* _Problem description_: Repeat, word for word, each of the records shown below, without their pictures.

** Opening Source data block **

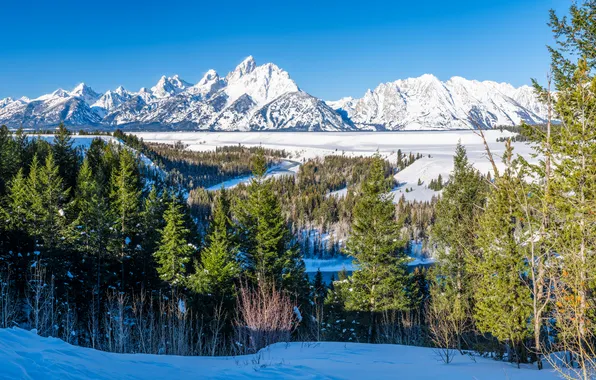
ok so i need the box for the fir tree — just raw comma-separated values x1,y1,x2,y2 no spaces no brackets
0,126,18,196
109,149,142,289
139,186,166,288
472,142,532,367
154,200,196,286
31,152,71,254
189,188,239,302
431,142,486,349
73,158,112,295
235,149,308,298
52,124,78,191
342,154,409,342
3,169,32,257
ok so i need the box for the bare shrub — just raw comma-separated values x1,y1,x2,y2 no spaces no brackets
103,290,131,353
376,310,424,346
234,281,298,354
0,267,18,328
427,294,458,364
25,262,56,337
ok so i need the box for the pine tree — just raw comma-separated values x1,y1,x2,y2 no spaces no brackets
109,149,142,290
31,152,71,254
154,200,196,286
342,154,409,342
3,169,33,258
73,158,112,295
189,188,239,302
431,142,486,349
472,142,532,366
0,126,18,196
139,186,166,288
52,124,78,191
236,149,308,298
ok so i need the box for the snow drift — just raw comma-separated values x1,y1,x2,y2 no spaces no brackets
0,328,558,379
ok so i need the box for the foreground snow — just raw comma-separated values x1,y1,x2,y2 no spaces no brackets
0,328,558,379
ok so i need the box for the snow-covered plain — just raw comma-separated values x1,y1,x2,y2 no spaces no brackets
0,328,558,380
133,130,536,202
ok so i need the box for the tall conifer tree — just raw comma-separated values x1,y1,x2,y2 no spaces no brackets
154,200,196,286
342,154,409,342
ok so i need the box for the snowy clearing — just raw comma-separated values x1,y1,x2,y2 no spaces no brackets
0,328,558,380
206,159,300,191
133,130,536,202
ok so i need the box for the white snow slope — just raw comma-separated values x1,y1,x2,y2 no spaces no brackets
0,328,558,380
0,57,547,131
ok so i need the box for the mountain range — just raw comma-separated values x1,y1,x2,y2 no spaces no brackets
0,56,547,131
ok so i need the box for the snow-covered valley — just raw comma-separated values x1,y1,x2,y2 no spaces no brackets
0,328,559,380
133,129,536,202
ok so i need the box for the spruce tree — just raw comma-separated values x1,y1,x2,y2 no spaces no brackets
472,142,532,366
3,169,33,259
189,188,239,302
31,152,71,254
52,124,78,191
431,142,486,348
73,158,112,295
0,126,18,196
235,149,308,298
342,154,409,342
109,149,141,289
154,200,196,286
139,186,166,288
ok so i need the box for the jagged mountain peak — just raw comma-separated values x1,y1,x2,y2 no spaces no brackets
71,83,101,104
151,75,191,98
114,86,128,96
226,56,257,82
197,69,219,85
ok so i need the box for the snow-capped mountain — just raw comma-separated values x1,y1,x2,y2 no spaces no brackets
0,57,547,131
327,74,547,130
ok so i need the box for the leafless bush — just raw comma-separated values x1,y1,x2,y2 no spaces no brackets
60,298,78,345
0,267,18,328
25,262,55,337
427,297,458,364
234,281,298,354
194,303,228,356
103,290,131,353
376,310,425,346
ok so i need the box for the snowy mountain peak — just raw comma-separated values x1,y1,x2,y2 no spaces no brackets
198,69,219,85
114,86,128,96
226,56,257,82
0,97,13,108
151,75,191,98
71,83,101,104
53,88,70,98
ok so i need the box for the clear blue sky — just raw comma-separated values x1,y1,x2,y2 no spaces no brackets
1,0,568,101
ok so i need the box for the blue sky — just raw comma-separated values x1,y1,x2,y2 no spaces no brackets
1,0,568,100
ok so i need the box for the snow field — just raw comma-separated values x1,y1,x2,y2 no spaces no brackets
0,328,559,380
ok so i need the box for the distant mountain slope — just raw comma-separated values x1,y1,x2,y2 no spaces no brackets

** Closing Source data block **

* _Written answer_:
ok so i need the box for the fir tree — just raw comma-separated values x1,y1,x2,y2 no spaces no brackets
0,126,18,196
109,149,142,289
139,186,166,288
472,142,532,367
154,200,196,286
31,152,71,254
189,188,239,302
431,142,486,349
73,158,112,295
235,149,308,298
52,124,78,191
342,154,409,342
3,169,32,257
ok so i need the box for the bare shrub — just raw comma-separated values x1,y1,x2,y2 no spaces no brackets
103,290,131,353
376,310,424,346
234,281,298,354
0,267,18,328
427,294,458,364
25,262,56,337
ok so i need the box for the pine tree — just raw comma-separated values x1,y1,x2,y2 no spaces no brackets
109,149,142,290
31,152,71,254
154,200,196,286
342,154,409,342
3,169,33,258
73,158,112,295
189,188,239,302
431,142,486,349
472,142,532,366
0,126,18,196
139,186,166,288
52,124,78,191
236,149,308,298
ok so i need the box for the snow drift — just raw comma-separated values x1,y1,x2,y2 no spaces no brackets
0,328,558,379
ok so i need the box for the foreground snow — just raw comma-separated values x1,y1,x2,y2 no spaces no brackets
0,328,558,379
ok so i need the box for the snow-covered plain — just raw comma-separated values x1,y1,x2,y2 no spaces no brackets
0,328,558,380
133,130,536,202
ok so i need the box for the tall conifer tree — just raw comma-separated values x1,y1,x2,y2 no spaces no brackets
154,200,196,286
342,154,409,342
ok so i need the box for the snowy clearing — just raw comma-separated values x1,y1,x2,y2 no spaces no brackets
0,328,558,380
206,159,300,191
133,130,536,202
ok so i need the box for the white snow slope — just raw comma-separated values x1,y1,x2,y2 no spaces no brackets
0,328,558,380
0,57,547,131
ok so i need the box for the mountain range — just raw comma-separated values x1,y1,x2,y2 no spaces no brackets
0,56,547,131
ok so i need the box for the snow-covered valley — just raw comma-separated values x1,y1,x2,y2 no spaces no brackets
0,328,559,380
133,129,536,202
ok so i need the box for the spruce tree — just raw comma-separated values x1,y1,x2,y2 no spaces no brackets
472,142,532,366
3,169,33,259
189,188,239,302
31,152,71,254
52,124,78,191
431,142,486,348
73,158,112,295
0,126,18,196
235,149,308,298
342,154,409,342
109,149,141,289
154,200,196,286
139,186,166,288
ok so i need the box for the jagged mountain peak — just raw comma-separated values x1,y1,x2,y2 no spaces no brackets
71,83,101,104
151,75,191,98
114,86,128,96
226,56,257,82
197,69,219,85
ok so i need the box for the snow-capped mountain — just raw comma-separated values x1,y1,x2,y2 no spaces no brackets
0,57,547,131
327,74,547,130
ok so i need the box for the leafless bush — just raw comma-separated values x1,y1,x2,y2 no spaces no brackets
60,298,78,345
0,267,18,328
25,262,55,337
427,297,458,364
234,281,298,354
194,303,228,356
103,290,131,353
376,310,425,346
ok so i need the box for the snowy mountain peak — just raw comma-separated values x1,y1,x2,y2 no spaces no brackets
198,69,219,85
114,86,128,96
226,56,257,82
0,97,13,108
151,75,191,98
71,83,101,104
53,88,70,98
ok so i need the box for the clear blue sky — just raw comma-separated values x1,y1,x2,y2 no spaces no brackets
1,0,568,101
ok so i need the box for the blue sky — just raw comma-separated values x1,y1,x2,y2 no spaces no brackets
1,0,568,100
ok so i need the box for the snow field — just raw comma-separated values x1,y1,x2,y2 no spaces no brackets
0,328,559,380
ok so i need the box for the distant mountain slope — just raw comma-separated values x1,y1,x2,y2 no spaces no brackets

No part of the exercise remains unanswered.